Texto fornecido =>
****************************************

Mas não apenas isso. Se for analisada a estatísticas destas cidades que agora sofrem com frio excepcional nos Estados Unidos, tanto o número de dias de muito frio como os extremos de temperatura baixa têm diminuído nas últimas décadas.

“Valer-se de um episódio de frio extremo para negar uma tendência de aquecimento do planeta seria o equivalente a dizer que uma semana de muita chuva no sertão nordestino seria uma prova que a região não é semi-árida e frequentemente seca”, observa a meteorologistas Estael Sias.

Olhe para a tendência de longo prazo

A meteorologista da MetSul Estael Sias destaca que ao longo da história o planeta passou por vários ciclos de aquecimento e resfriamento sem qualquer intervenção humana, por causas absolutamente naturais como eras geológicas, mas que o ritmo de aquecimento atual da Terra não tem precedentes. “Não é apenas o aquecimento, mas a velocidade com que está acontecendo, e isso não se explica por causas naturais”.

Os anos mais quentes desde que se iniciaram as medições regulares de temperatura no planeta foram justamente todos de 2014 até 2021, de acordo com a NOAA, e os 10 mais quentes se deram desde 2005. A última década foi a mais quente já registrada no globo e 2021 foi classificado entre os anos mais quentes já observados, mesmo com La Niña que provoca um ligeiro resfriamento planetário.

Se este fim de ano está muito frio em parte da Terra, especialmente na América do Norte, novembro de 2022 foi o 46º novembro consecutivo e o 455º mês (todos) seguido com temperaturas superiores à média do século 20 no planeta. Estas são médias planetárias e não apenas de uma cidade ou região. E, no caso da América do Norte que hoje enfrenta muito frio, a temperatura ficou bastante acima da média no Leste com mais frio do que a média no Oeste dos Estados Unidos e do Canadá.

****************************************

Informações fornecidas =>
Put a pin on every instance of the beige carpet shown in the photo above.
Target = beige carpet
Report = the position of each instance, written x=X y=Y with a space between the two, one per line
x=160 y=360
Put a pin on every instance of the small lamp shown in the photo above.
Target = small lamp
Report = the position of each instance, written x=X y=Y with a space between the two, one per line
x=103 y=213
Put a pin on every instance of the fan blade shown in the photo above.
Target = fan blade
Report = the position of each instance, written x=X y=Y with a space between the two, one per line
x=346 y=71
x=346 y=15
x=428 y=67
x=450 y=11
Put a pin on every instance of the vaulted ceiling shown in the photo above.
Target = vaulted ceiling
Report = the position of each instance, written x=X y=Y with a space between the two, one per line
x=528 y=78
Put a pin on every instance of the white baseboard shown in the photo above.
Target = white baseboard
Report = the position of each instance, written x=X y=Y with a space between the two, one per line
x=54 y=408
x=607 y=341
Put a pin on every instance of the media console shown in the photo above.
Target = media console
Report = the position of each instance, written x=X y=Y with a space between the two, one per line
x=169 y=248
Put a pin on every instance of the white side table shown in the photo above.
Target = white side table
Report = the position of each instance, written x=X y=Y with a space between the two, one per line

****************************************

Dê continuidade ao texto sobre frio extremo e aquecimento do planeta a partir do ponto em que ele termina. As entradas não têm relação com o texto sobre frio extremo e aquecimento do planeta.

 Planeta não é um quintal

Algumas poucas áreas do planeta podem ter ficado mais frias nos últimos dias, mas, no geral, quase toda a Terra esquentou nas últimas duas a três décadas. Uma realidade local isolada não pode ser usada para confrontar uma curva de tendência planetária porque para cada um ponto que ficou mais frio existem muitíssimo mais que ficaram mais quentes.

Uma área limitada do planeta não se traduz em uma realidade planetária. No mesmo instante em que os Estados Unidos e o Canadá enfrentam uma brutal onda de frio, no outro lado do Oceano Atlântico a Europa enfrenta uma semanal de Natal de temperatura muito acima dos padrões históricos.

As mudanças no clima não ocorrem de forma uniforme em um mesmo país, quanto mais no mundo inteiro. Mesmo se considerarmos apenas o tempo, o frio extremo de agora nos Estados Unidos não é evidência que contrarie o aquecimento global.

Assim, o que acontece em nosso quintal não é parâmetro para se avaliar uma tendência de escala planetária. Uma onda de frio no inverno, por exemplo, no Sul do Brasil não é evidência que contrarie uma série histórica de décadas mostrando aquecimento na região e no mundo.

Colapso do vórtice polar

Um cinturão de ventos mantém o ar extremamente frio na região do Ártico. Funciona como se fosse uma barragem de vento que segura o ar congelante nas latitudes altas. Nos últimos dias, esta barragem veio abaixo e o vórtice polar se transferiu para a fronteira dos Estados Unidos com o Canadá. Com isso, o ar por demais gelado escapou para as áreas ao Sul da América do Norte.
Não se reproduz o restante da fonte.